* **Texte source**
====================
Prendraient-elles la suite d'Attila, des
Huns, des Mongols, des Wisigoths, pour
se repaître de la victoire de leurs
armes sur une France vaincue? Se
montreraient-elles fidèles au combat
dont ces monarchies avaient affiché
ostensiblement l'emblème depuis un quart
de siècle? Piétineraient-elles leurs
propres principes de légitimation divine
du pouvoir politique, et cel au seul nom
de la victoire de leurs armes sur le
champ de bataille?
L'actualité
mondiale de Talleyrand au XXIe siècle
tiendra au fait qu'il a aussitôt pris
appui sur un principe, celui, à l'époque
de la légitimité dite céleste de la
dynastie des Capétiens. Il a fermement
opposé cette mythologie aux alliés
victorieux. Allaient-ils porter le
harnais de la trahison de leur propre
principe et le fardeau de la peur d'un
éventuel retour des idées républicaines?
Plieraient-ils l'échine face à la loi de
fer des barbares triomphants?
2 -Un
collaborationnisme messianisé
Oui ou non la
victoire américaine de 1945
légitime-t-elle l'occupation éternelle
de l'Europe par cinq cents bases
militaires? L'Europe écoutera-t-elle la
voix d'un Talleyrand d'aujourd'hui?
Rappellera-t-il à l'Europe asservie que
"tout ce qui est excessif est
insignifiant" et que le joug du
Pentagone sur l'Occident européen depuis
soixante-dix ans sera condamné à
l'insignifiance?
Insignifiance de la
décision de réunion des quatre nations
les plus peuplées d'Europe: l'Allemagne,
la France, l'Espagne, l'Italie et
demain, du Portugal à son tour, d'aller
de l'avant, puisqu'aussi longtemps que
le principe de la présence militaire
éternelle des armées d'occupation du
Nouveau Monde sur le continent européen
exclut toute possibilité sérieuse de
conduire un jour la civilisation de
Copernic et de Darwin aux retrouvailles
avec sa souveraineté.
====================
* **Matériel présenté**

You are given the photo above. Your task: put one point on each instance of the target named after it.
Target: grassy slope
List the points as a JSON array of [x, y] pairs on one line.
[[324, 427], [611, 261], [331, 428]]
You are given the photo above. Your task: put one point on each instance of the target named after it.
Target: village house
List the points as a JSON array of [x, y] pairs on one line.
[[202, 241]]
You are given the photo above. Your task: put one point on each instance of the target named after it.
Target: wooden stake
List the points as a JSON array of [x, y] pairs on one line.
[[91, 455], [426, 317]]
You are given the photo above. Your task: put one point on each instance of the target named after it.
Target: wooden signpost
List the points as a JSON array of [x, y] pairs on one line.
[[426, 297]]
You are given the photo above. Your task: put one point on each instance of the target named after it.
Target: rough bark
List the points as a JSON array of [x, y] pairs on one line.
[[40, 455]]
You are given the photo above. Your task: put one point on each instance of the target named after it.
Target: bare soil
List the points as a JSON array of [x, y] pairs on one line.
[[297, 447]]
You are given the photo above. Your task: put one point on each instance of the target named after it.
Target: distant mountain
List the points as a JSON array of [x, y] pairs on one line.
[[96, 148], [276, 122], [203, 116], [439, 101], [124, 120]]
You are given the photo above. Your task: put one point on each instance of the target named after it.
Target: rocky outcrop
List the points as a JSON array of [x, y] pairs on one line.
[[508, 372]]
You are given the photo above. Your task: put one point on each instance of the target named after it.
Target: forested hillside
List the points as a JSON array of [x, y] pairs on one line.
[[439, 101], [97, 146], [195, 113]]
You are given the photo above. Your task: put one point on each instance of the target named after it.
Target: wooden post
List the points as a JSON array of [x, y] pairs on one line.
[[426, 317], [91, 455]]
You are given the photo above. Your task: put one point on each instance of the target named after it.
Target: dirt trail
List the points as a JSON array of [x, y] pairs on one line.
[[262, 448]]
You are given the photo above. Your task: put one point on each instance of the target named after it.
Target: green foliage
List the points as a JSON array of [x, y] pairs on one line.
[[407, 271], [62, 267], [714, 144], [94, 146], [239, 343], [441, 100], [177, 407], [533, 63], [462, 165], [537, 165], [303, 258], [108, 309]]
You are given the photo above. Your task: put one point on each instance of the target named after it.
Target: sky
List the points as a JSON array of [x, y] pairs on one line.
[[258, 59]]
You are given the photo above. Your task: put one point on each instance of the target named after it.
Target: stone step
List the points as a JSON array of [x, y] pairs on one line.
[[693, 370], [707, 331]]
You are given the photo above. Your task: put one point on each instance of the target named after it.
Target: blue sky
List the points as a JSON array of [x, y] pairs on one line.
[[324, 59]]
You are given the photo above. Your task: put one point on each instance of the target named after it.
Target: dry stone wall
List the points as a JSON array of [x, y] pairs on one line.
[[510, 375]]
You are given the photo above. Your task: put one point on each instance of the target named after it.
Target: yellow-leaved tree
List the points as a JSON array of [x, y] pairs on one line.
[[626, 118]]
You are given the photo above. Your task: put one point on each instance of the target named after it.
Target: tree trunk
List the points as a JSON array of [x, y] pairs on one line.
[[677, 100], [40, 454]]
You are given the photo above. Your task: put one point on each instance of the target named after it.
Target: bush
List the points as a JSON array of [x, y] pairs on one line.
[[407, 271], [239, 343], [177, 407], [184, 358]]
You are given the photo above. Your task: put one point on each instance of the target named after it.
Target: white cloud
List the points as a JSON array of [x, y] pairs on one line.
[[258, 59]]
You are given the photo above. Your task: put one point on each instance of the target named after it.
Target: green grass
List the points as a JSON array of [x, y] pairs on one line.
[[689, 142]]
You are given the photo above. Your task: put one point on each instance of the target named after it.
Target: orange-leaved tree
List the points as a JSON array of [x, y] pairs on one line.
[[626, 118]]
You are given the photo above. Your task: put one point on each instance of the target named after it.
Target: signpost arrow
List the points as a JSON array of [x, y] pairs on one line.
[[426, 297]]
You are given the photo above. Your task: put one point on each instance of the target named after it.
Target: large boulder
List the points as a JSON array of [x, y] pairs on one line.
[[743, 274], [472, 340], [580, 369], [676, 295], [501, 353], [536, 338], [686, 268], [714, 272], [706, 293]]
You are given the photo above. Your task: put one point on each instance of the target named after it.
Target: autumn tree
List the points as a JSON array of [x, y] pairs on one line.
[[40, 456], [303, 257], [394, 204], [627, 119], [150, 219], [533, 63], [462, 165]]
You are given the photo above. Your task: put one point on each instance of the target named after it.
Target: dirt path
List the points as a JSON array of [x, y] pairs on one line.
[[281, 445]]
====================
* **Série de tâches**
1) D'après le texte source, sur quel principe Talleyrand a-t-il aussitôt pris appui ?
2) Transcrivez fidèlement le passage du texte source qui s'ouvre sur les mots contenant « Rappellera-t-il à l'Europe » et se clôt sur « l'insignifiance? ».

* **Corrigé des exercices**
1) Sur le principe de la légitimité dite céleste de la dynastie des Capétiens.

2)
Rappellera-t-il à l'Europe asservie que
"tout ce qui est excessif est
insignifiant" et que le joug du
Pentagone sur l'Occident européen depuis
soixante-dix ans sera condamné à
l'insignifiance?